→ STATED TASK 1
In the review comment on the Ceph crypto plugins, what does QccCrypto::perform_op_batch() call unconditionally on the optional_yield?
→ STATED TASK 2
Extend the review comment on the Ceph crypto plugins, picking up after its final sentence.

→ QUOTED TEXT
1. these crypto plugins are meant to be common to all ceph components.
rgw may be the only user now, but this reliance on a coroutine-based
runtime could make the plugin unusable elsewhere

the `optional_yield` wrapper (which may or may not contain a real
coroutine yield_context) can potentially make this more general,
if-and-only-if the plugin has a synchronous implementation as a
fallback. currently, the plugin interfaces take an optional_yield, but
QccCrypto::perform_op_batch() calls y.get_yield_context() on it
unconditionally. even within rgw, there may not be a real
yield_context - rgw_beast_enable_async may be false, or the object
write maybe be driven synchronously by an admin command like
`radosgw-admin obj rewrite`

2. even with coroutines, rgw requests may still have to wait for a qat
instance. with a limited number of instances, couldn't this itself
become a bottleneck as we scale up the number of concurrent requests?

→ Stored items

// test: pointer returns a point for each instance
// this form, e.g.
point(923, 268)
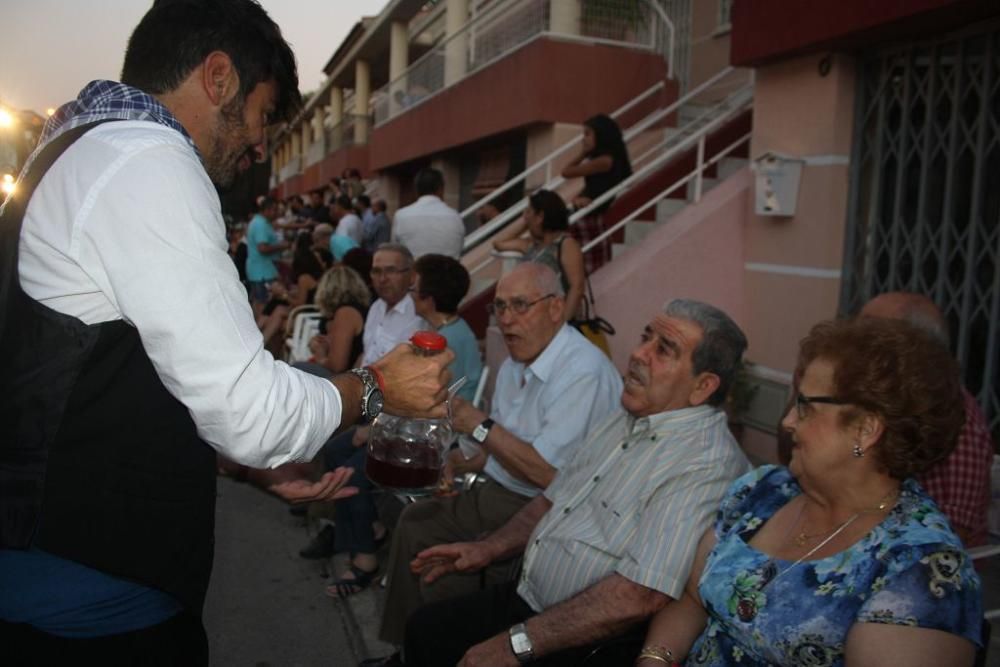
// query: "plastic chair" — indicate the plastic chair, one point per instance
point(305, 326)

---

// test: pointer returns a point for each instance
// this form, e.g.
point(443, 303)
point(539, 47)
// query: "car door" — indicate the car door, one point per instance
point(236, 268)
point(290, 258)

* * *

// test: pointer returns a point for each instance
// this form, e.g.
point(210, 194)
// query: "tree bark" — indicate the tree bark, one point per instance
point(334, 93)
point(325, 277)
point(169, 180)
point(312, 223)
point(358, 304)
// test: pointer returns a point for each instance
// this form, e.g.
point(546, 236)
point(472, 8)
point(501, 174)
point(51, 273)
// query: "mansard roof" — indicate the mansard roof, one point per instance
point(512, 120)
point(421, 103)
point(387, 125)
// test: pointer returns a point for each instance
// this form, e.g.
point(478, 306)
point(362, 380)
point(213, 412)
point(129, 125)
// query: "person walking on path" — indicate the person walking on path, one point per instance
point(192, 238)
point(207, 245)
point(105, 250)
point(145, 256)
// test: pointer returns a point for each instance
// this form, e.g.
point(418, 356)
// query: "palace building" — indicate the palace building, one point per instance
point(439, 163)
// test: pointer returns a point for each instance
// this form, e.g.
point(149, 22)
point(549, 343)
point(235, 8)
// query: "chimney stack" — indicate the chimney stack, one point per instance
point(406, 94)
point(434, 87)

→ ANSWER 1
y.get_yield_context()

→ ANSWER 2
earlier in the thread, we discussed falling back to the cpu
implementation if there wasn't a qat instance available. that could
avoid the need for waits, synchronous or otherwise, inside of the
plugin. this would let us take advantage of hardware acceleration when
we can without introducing any new contention. do you see any
drawbacks to this approach?

i hate to keep sending you back to the drawing board; would it help to
discuss this in person? the Performance Weekly call
(https://pad.ceph.com/p/performance_weekly) could be a good place for
that. if that isn't a good time, we might schedule a separate call or
wait until March 1st for the Ceph Developer Monthly (APAC)

...

 And about the PR https://github.com/ceph/ceph/pull/47845, I do agree your view that the
extra complexity isn't
 worth it. I will close this PR.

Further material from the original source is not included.